**WORK REQUIRED**
An exact copy of every record is needed.

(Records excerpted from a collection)

• • • • •

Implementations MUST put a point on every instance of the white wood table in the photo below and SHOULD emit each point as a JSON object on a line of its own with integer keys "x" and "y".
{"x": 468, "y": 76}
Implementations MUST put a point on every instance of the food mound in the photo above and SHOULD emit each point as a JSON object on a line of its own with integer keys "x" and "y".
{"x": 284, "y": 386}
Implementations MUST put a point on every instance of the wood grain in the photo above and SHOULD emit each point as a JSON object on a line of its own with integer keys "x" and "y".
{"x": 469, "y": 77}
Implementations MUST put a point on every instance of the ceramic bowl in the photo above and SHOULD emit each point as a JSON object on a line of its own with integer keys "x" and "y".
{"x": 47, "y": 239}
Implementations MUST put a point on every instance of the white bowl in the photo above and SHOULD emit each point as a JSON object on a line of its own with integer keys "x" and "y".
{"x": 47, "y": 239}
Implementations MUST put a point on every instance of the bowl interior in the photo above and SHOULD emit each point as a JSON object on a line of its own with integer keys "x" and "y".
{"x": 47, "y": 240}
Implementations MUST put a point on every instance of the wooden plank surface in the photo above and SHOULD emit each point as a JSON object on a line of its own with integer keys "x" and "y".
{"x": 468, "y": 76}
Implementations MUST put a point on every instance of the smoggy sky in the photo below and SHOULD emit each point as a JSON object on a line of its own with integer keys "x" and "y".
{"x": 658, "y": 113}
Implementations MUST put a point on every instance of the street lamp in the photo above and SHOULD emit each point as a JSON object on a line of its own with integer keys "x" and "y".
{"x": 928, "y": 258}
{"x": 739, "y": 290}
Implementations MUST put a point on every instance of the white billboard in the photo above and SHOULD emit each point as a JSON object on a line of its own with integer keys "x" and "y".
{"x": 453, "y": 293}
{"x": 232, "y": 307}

• • • • •

**ANSWER TO THE PROBLEM**
Implementations MUST put a point on every instance of the white wood table in the photo below and SHOULD emit each point as a JSON object on a line of its own with integer keys "x" and "y".
{"x": 468, "y": 76}
Implementations MUST put a point on every instance of the food mound in the photo above and SHOULD emit each point as a JSON object on a line of its own with integer keys "x" and "y".
{"x": 284, "y": 386}
Implementations MUST put a point on every instance of the wood grain in the photo above and SHOULD emit each point as a JSON object on a line of its own with integer keys "x" and "y".
{"x": 469, "y": 77}
Implementations MUST put a point on every instance of the ceramic bowl in the photo above and SHOULD emit each point as a JSON object on a line of its own with integer keys "x" and "y".
{"x": 47, "y": 239}
Implementations MUST put a point on every instance of the white bowl in the photo above and SHOULD emit each point as a JSON object on a line of its own with integer keys "x" and "y".
{"x": 47, "y": 239}
Implementations MUST put a point on every instance of the bowl interior in the photo above and SHOULD emit each point as a JSON object on a line of its own with integer keys "x" and "y".
{"x": 47, "y": 240}
Implementations MUST put a point on every instance of the wooden plank surface in the photo above and SHOULD emit each point as a JSON object on a line of its own with integer keys "x" and "y".
{"x": 468, "y": 76}
Implementations MUST put a point on every instance of the smoggy sky in the photo below and SHOULD emit each point as a JSON object on a line of its own with integer keys "x" and "y".
{"x": 658, "y": 113}
Implementations MUST put a point on every instance of the street lamp in the photo above and SHOULD emit each point as a JSON object on a line of its own with integer keys "x" and "y".
{"x": 928, "y": 258}
{"x": 739, "y": 290}
Implementations MUST put a point on every instance of the white billboard in the photo above and SHOULD emit each point as a JSON object on a line of its own with integer keys "x" and "y".
{"x": 453, "y": 293}
{"x": 232, "y": 307}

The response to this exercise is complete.